▶ _Task to carry out_
In the rows below, replace "record" with "log" in the stretch from the line containing "Each instance gets a single point. Label the eyebrow" through the end of the rows. Give only that stretch, with nothing else changed.

** start of Stored rows **

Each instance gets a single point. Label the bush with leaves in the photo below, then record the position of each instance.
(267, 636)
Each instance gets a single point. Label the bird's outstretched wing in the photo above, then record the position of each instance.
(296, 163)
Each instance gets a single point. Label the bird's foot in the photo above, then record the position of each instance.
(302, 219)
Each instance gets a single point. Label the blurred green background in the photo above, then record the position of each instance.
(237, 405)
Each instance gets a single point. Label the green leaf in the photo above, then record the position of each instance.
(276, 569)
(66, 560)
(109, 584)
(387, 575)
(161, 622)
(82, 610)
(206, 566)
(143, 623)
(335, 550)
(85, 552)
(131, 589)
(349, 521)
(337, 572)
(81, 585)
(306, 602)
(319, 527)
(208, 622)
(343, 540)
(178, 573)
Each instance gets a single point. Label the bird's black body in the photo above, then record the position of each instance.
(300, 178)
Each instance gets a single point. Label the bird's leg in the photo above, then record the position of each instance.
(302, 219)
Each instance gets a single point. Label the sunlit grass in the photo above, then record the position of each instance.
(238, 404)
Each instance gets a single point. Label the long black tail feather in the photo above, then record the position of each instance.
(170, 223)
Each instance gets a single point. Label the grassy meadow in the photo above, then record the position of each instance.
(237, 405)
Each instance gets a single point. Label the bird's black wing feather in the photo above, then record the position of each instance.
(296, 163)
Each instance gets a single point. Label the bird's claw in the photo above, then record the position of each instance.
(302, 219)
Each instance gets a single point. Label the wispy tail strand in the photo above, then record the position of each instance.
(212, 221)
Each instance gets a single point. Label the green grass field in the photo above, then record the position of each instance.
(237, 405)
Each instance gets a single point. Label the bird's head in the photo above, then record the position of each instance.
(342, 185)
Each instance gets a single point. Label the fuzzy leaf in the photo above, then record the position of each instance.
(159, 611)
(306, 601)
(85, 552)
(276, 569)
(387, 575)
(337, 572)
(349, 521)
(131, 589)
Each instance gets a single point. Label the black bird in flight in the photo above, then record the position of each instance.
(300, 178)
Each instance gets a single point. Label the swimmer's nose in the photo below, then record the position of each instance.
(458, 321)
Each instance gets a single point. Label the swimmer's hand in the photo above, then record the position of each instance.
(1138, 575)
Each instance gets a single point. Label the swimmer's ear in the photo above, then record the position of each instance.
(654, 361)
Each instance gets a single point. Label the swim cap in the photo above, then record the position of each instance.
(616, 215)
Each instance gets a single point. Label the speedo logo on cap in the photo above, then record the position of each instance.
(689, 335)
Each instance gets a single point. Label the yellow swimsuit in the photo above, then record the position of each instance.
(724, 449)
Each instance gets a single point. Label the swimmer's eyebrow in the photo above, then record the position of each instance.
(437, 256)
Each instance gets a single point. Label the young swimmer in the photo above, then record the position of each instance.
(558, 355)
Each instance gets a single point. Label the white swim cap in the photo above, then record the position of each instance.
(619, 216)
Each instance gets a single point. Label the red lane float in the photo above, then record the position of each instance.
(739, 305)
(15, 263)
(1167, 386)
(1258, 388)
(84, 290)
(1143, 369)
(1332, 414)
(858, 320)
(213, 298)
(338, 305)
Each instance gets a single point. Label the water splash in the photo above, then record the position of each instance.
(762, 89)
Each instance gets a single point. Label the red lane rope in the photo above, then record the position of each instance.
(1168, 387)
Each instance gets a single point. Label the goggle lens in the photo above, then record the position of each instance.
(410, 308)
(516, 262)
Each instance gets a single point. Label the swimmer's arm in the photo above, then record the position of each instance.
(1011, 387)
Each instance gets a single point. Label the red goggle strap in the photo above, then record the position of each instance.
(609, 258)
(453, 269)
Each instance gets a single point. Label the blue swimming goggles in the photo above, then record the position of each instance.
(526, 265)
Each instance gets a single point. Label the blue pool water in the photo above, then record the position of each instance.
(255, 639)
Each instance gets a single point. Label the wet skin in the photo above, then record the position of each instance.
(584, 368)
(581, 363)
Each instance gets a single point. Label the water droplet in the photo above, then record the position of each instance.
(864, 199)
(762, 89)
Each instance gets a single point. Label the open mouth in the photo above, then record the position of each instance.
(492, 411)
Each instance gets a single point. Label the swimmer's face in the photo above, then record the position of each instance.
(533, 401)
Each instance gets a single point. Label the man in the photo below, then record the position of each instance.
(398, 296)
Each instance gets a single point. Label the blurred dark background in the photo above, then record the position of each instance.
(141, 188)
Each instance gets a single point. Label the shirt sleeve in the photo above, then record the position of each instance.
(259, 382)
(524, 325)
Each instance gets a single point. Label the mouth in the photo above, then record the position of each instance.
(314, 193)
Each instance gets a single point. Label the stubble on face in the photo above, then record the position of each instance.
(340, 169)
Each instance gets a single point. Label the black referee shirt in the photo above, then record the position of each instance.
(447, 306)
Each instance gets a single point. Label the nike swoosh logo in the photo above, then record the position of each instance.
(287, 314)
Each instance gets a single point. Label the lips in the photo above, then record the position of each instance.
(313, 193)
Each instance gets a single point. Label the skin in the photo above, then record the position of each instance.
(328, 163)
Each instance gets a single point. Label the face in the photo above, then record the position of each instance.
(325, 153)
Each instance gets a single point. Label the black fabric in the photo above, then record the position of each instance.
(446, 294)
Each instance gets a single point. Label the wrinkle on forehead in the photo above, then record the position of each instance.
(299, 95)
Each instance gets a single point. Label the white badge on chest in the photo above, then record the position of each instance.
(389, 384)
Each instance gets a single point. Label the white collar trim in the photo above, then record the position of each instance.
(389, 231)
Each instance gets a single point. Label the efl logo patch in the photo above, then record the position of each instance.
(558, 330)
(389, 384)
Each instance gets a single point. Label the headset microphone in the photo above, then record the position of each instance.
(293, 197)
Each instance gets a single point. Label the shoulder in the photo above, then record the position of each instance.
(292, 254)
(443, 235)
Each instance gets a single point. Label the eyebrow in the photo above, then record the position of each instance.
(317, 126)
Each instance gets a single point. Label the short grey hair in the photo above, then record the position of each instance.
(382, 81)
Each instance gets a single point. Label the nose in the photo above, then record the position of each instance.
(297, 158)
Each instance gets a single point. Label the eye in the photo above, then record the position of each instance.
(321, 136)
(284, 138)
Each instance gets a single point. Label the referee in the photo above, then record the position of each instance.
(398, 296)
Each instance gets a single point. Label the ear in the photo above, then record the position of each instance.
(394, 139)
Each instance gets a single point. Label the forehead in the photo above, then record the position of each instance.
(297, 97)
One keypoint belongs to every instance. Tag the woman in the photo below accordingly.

** end of Stored rows **

▶ _The result_
Each instance gets a single point. Label the eyebrow in the photo above, then log the position of each instance.
(317, 126)
Each instance gets a single point. Label the short grey hair in the photo above, then log the position of each instance.
(382, 81)
Each instance gets a single point. Label the nose in the photo above, then log the position of each instance.
(297, 158)
Each instance gets a single point. Label the eye in the photo above, then log the position of each instance.
(321, 136)
(284, 138)
Each instance gets a single point. Label the referee in the photo above, then log the position of each instance.
(398, 296)
Each instance gets a single point. Label the ear in the photo above, then log the position of each instance.
(394, 139)
Each instance gets a single point. Label the forehead in the photo above, then log the position of each instance.
(297, 97)
One keypoint belongs to every instance. Tag the woman in the photo below accordingly.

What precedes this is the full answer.